**Description of the task**: Put the records from the line with "Dataset class: player in" to the line with "[59,13,90,85]" into a Markdown table with two columns, Row and Record line, giving each line its row number and skipping blank lines. Include only those lines.
╔══
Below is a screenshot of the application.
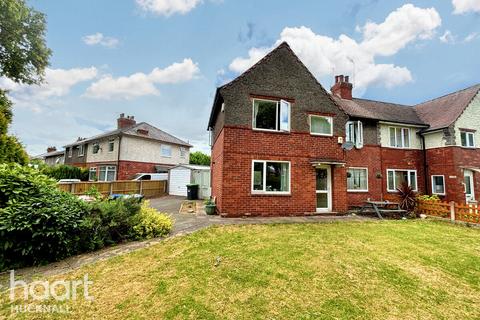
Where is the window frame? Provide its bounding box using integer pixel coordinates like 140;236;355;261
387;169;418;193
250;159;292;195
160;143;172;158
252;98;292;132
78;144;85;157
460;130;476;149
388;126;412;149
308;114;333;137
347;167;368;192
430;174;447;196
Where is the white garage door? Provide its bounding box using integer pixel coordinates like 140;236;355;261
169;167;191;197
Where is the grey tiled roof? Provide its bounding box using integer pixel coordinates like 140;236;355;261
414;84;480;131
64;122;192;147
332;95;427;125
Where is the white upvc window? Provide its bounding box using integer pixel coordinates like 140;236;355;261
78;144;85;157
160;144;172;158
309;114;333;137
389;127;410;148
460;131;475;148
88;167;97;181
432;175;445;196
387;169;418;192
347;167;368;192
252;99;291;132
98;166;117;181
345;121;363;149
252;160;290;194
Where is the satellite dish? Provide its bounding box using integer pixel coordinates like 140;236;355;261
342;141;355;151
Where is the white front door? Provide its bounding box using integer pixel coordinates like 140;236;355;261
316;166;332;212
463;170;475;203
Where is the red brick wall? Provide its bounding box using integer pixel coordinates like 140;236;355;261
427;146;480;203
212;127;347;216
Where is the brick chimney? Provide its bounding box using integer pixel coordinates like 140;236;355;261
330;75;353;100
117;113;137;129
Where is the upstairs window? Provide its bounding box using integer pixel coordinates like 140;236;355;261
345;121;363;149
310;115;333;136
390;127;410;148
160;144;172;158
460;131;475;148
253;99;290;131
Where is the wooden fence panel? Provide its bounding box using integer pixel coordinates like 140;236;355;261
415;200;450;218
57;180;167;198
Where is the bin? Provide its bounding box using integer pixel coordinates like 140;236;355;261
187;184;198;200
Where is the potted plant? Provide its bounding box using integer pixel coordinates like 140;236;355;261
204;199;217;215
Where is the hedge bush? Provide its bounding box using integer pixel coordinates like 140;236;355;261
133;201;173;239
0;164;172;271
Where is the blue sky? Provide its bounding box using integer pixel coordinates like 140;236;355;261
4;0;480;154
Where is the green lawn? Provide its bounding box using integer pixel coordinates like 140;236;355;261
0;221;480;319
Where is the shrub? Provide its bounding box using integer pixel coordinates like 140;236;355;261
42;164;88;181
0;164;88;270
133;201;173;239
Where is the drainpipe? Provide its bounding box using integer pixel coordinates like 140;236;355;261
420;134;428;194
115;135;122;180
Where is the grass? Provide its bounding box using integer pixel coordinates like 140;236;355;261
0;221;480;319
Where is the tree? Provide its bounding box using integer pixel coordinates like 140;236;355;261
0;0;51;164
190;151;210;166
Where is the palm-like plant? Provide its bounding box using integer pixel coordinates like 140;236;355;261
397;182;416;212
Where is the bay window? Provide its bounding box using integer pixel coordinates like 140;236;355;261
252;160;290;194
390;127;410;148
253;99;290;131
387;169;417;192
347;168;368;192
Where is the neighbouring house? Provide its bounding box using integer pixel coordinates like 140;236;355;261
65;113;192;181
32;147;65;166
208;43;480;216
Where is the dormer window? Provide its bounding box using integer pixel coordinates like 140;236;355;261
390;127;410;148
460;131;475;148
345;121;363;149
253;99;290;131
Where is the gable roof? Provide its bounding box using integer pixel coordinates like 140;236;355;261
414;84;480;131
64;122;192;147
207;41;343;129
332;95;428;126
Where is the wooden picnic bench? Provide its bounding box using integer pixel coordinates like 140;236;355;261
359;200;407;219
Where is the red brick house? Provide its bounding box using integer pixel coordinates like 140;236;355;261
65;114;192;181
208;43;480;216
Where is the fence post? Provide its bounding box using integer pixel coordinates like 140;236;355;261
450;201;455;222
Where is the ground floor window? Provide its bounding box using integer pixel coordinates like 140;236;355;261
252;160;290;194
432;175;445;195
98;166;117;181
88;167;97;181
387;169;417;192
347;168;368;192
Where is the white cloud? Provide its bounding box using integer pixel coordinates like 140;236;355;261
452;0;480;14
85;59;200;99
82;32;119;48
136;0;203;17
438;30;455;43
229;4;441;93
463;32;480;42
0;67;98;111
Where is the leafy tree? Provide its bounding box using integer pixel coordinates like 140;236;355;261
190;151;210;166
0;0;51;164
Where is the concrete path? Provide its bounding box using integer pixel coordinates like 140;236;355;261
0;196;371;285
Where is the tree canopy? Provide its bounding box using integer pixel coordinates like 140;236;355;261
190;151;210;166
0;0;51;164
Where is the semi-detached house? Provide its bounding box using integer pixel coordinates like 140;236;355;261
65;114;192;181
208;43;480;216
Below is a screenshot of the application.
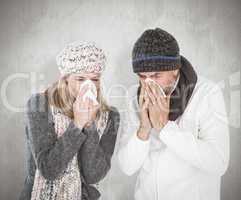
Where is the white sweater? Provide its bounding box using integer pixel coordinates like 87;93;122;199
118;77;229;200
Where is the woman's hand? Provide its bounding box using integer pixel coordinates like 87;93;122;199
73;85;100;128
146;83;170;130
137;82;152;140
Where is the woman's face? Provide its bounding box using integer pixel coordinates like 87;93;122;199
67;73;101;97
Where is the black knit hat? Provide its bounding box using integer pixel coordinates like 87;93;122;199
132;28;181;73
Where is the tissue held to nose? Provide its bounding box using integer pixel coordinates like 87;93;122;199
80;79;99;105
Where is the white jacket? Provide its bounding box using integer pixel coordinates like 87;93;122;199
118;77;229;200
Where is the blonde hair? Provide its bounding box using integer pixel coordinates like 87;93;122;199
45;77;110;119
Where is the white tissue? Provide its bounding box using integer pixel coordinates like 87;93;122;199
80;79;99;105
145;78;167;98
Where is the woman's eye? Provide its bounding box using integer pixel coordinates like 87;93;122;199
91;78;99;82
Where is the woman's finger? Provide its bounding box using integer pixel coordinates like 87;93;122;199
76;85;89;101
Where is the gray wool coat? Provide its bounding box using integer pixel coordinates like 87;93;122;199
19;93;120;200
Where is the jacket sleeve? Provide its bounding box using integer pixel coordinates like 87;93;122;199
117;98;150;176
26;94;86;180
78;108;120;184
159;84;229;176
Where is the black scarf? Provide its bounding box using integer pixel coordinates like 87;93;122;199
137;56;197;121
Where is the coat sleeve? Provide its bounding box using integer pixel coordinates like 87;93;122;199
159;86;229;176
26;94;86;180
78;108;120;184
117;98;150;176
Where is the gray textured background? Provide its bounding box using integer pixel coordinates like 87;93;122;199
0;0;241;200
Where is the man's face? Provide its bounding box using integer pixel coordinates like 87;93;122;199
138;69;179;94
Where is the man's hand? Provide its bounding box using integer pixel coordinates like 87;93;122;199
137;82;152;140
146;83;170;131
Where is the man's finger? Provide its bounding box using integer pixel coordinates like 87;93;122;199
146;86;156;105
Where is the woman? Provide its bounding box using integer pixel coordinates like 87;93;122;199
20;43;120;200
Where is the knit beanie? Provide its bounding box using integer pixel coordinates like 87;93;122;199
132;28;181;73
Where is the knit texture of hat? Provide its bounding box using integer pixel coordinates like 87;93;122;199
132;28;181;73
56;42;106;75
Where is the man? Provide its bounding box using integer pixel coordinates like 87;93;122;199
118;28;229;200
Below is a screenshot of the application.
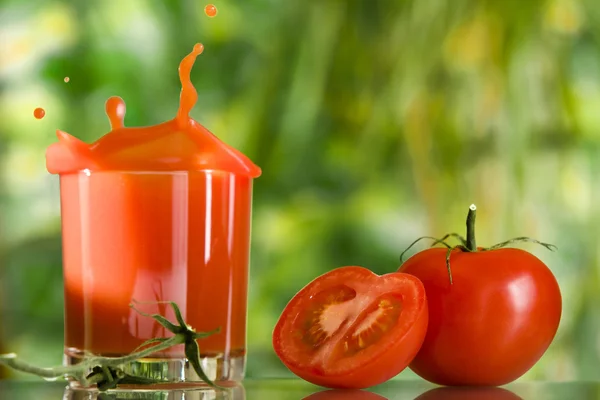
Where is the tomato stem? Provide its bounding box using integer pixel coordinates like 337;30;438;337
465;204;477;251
╚══
╔══
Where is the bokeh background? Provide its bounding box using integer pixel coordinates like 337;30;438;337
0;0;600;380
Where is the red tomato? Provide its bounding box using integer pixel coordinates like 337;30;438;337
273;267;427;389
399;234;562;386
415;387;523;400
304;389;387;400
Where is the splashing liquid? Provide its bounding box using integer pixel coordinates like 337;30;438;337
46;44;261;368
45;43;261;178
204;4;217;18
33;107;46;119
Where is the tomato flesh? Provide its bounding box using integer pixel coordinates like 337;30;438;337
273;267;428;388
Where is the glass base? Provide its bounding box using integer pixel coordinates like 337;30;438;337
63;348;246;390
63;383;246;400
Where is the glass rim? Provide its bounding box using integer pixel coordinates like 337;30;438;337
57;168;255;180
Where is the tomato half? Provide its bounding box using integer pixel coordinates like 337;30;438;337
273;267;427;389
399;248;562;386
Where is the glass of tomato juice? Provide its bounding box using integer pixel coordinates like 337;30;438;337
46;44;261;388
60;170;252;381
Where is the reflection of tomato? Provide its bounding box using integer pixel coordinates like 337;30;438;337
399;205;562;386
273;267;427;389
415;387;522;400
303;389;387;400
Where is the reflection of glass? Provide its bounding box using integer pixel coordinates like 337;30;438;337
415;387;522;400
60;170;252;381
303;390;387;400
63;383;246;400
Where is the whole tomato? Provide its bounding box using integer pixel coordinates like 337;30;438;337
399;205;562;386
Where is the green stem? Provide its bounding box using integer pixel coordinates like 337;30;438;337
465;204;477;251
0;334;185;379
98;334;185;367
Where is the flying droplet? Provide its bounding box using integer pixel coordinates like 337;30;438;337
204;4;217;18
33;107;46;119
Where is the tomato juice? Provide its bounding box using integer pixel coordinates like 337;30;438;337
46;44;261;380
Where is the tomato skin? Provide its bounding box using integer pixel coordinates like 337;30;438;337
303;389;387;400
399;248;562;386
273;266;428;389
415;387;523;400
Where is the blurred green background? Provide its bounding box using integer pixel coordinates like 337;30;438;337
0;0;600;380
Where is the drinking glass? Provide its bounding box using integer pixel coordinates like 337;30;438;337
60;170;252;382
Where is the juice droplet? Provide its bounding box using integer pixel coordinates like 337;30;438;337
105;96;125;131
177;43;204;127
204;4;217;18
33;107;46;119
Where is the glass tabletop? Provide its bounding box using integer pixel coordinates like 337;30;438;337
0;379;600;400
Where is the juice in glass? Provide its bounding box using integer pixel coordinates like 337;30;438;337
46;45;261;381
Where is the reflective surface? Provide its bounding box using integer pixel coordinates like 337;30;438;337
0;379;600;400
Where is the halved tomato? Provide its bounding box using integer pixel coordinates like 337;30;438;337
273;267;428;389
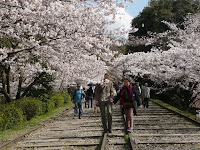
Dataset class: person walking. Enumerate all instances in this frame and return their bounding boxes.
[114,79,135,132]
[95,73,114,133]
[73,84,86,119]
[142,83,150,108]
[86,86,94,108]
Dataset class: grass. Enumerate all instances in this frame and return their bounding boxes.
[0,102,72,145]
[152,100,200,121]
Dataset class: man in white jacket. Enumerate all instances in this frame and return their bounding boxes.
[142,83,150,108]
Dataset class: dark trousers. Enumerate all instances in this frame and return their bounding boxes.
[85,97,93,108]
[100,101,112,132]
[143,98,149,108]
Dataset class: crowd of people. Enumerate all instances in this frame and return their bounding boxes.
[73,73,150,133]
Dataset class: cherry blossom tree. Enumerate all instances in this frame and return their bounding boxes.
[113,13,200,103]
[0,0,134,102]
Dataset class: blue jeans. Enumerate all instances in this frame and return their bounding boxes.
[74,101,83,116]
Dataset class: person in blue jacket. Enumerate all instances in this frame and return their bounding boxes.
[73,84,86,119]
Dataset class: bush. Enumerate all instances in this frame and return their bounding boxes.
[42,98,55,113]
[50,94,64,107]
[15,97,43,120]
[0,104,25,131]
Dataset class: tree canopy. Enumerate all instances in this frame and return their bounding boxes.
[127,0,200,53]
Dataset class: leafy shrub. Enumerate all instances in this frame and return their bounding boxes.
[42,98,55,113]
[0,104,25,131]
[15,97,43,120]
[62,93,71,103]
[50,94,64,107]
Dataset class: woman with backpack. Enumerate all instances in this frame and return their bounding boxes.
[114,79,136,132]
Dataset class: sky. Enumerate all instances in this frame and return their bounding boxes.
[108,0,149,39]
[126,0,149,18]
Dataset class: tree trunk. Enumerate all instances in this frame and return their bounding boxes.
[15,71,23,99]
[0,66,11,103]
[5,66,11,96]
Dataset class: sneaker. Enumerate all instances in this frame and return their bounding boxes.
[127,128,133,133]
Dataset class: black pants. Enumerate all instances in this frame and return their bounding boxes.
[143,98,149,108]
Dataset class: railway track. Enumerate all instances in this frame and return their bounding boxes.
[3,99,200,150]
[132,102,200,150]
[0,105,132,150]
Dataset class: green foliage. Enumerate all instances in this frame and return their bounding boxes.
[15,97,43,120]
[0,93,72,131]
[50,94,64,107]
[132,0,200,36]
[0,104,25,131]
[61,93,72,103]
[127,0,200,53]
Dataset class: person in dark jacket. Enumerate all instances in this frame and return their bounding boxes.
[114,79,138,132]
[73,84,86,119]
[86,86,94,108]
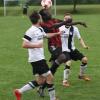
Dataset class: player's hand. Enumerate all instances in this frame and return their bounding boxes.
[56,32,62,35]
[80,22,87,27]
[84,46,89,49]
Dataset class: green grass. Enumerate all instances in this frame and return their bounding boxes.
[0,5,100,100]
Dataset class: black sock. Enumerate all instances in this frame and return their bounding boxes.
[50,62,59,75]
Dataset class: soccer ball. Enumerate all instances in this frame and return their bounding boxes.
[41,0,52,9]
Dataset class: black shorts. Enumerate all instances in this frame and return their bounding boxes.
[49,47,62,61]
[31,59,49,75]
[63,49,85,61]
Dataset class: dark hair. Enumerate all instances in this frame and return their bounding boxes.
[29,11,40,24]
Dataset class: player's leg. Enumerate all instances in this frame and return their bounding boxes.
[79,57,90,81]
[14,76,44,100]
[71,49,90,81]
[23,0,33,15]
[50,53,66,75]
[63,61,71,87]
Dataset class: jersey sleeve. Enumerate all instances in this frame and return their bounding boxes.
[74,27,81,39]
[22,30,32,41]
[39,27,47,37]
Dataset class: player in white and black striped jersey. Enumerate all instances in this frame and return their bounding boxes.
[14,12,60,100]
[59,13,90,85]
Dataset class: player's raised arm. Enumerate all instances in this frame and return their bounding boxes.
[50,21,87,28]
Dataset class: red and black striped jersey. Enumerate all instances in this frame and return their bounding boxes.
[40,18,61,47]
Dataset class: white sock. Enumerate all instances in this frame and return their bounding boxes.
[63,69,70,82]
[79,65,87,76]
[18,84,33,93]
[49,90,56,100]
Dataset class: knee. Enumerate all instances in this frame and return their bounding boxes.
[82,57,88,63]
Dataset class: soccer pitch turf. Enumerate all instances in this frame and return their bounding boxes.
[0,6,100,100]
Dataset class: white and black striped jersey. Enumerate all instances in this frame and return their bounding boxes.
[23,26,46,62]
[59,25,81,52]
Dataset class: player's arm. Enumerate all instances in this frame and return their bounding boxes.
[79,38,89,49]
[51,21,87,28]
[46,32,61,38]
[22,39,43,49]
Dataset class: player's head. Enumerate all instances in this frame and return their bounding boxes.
╚══
╔══
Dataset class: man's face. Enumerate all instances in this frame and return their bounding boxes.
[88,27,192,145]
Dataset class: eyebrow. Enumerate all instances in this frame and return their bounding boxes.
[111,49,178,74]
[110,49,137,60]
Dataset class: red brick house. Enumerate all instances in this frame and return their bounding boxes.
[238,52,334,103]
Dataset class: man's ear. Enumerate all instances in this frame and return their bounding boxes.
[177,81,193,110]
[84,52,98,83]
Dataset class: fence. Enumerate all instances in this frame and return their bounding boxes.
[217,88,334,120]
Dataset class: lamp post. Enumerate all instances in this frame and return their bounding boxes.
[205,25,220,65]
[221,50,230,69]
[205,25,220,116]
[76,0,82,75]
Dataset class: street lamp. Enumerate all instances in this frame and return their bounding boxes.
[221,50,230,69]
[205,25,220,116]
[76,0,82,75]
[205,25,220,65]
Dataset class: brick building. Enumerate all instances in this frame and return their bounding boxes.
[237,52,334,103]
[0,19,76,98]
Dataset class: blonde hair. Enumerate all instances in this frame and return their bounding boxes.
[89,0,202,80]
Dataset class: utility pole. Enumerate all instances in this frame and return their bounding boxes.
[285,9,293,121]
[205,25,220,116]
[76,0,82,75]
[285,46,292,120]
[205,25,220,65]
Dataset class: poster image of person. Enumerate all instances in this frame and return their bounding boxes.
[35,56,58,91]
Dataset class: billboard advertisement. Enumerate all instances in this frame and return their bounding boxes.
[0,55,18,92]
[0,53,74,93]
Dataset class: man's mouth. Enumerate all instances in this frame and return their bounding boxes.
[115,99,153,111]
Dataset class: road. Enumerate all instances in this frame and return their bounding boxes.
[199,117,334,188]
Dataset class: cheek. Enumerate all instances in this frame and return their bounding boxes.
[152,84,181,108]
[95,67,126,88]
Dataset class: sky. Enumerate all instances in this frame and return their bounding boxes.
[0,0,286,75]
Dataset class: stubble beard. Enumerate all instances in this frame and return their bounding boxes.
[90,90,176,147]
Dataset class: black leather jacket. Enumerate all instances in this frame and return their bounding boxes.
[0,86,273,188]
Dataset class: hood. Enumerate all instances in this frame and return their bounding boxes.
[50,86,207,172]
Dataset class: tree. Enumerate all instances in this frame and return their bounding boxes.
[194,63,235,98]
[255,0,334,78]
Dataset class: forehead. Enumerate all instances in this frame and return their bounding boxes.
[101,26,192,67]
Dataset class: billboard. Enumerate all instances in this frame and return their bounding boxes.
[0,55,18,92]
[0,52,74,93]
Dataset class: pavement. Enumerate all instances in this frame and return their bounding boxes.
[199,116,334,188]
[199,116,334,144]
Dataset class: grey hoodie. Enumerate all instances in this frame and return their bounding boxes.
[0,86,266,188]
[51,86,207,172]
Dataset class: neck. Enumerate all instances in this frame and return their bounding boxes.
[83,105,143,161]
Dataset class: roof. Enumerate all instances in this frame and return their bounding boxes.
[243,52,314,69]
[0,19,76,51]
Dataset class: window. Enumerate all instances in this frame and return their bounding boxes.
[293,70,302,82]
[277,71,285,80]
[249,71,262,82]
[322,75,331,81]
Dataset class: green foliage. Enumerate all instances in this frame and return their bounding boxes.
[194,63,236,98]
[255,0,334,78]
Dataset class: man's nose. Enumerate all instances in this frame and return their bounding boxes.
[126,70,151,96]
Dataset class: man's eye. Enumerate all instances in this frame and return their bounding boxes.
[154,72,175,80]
╚══
**Expected answer**:
| Row | Record line |
|---|---|
| 1 | Dataset class: player in white and black striped jersey. Enumerate all instances in this frame and return their bounding boxes. |
| 2 | [14,12,60,100] |
| 3 | [59,13,90,85] |